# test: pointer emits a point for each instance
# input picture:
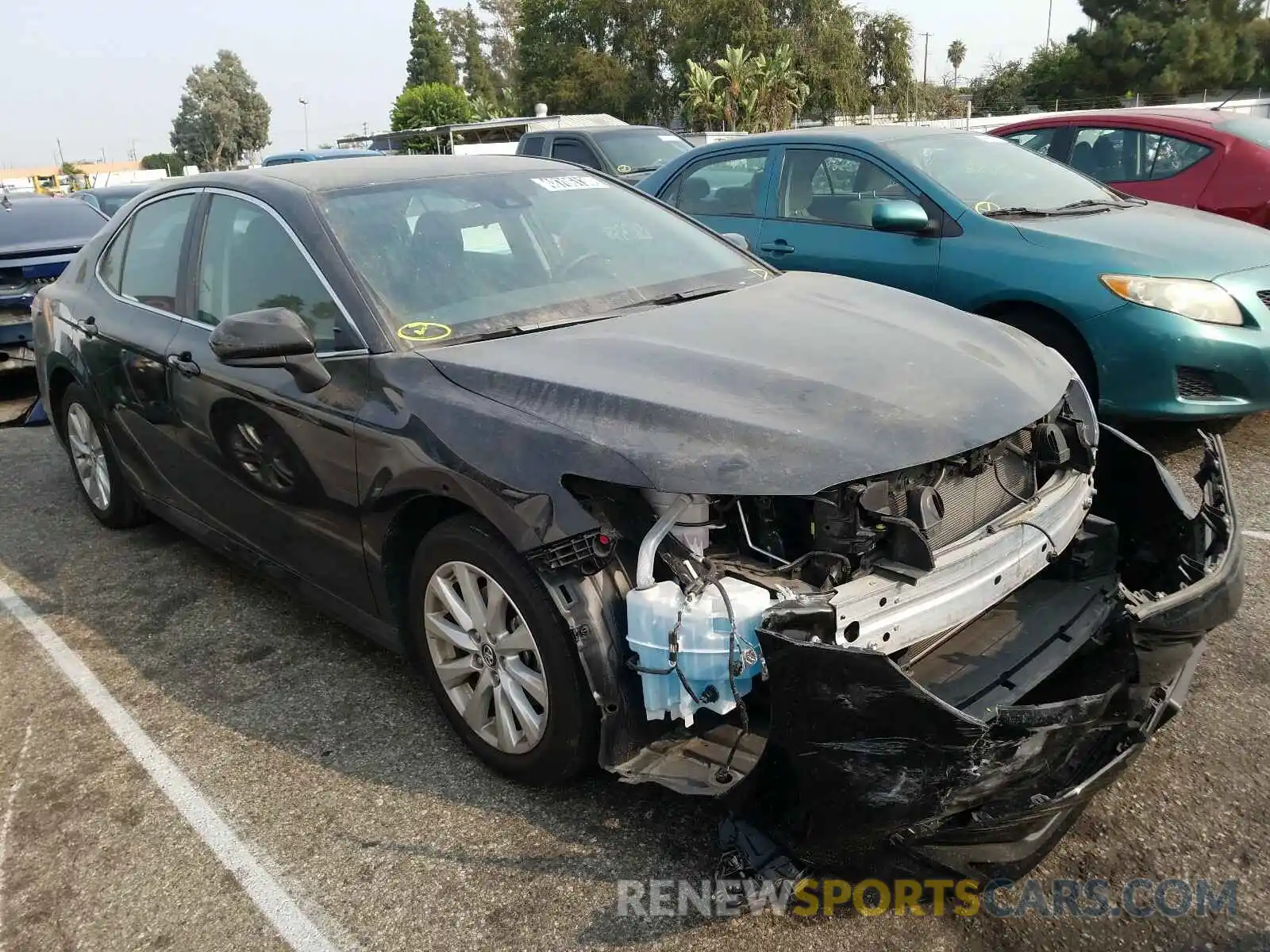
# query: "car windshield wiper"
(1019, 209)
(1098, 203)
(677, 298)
--
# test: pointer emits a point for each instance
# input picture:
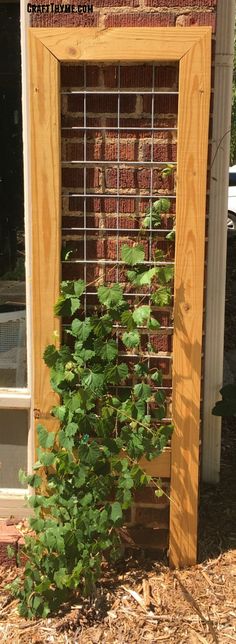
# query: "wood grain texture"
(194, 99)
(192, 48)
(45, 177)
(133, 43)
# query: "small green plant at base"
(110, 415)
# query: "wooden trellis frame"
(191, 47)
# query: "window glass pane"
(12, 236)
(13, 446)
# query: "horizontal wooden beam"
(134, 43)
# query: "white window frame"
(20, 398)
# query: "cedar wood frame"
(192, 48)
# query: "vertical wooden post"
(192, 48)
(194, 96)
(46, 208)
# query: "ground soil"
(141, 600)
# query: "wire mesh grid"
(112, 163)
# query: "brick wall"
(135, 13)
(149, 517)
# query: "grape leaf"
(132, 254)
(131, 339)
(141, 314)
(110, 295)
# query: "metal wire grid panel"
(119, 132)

(What needs to be done) Collect every line in the material above that contains the word "wire".

(Task answer)
# query: "wire mesh grid"
# query: "metal wire grid panel"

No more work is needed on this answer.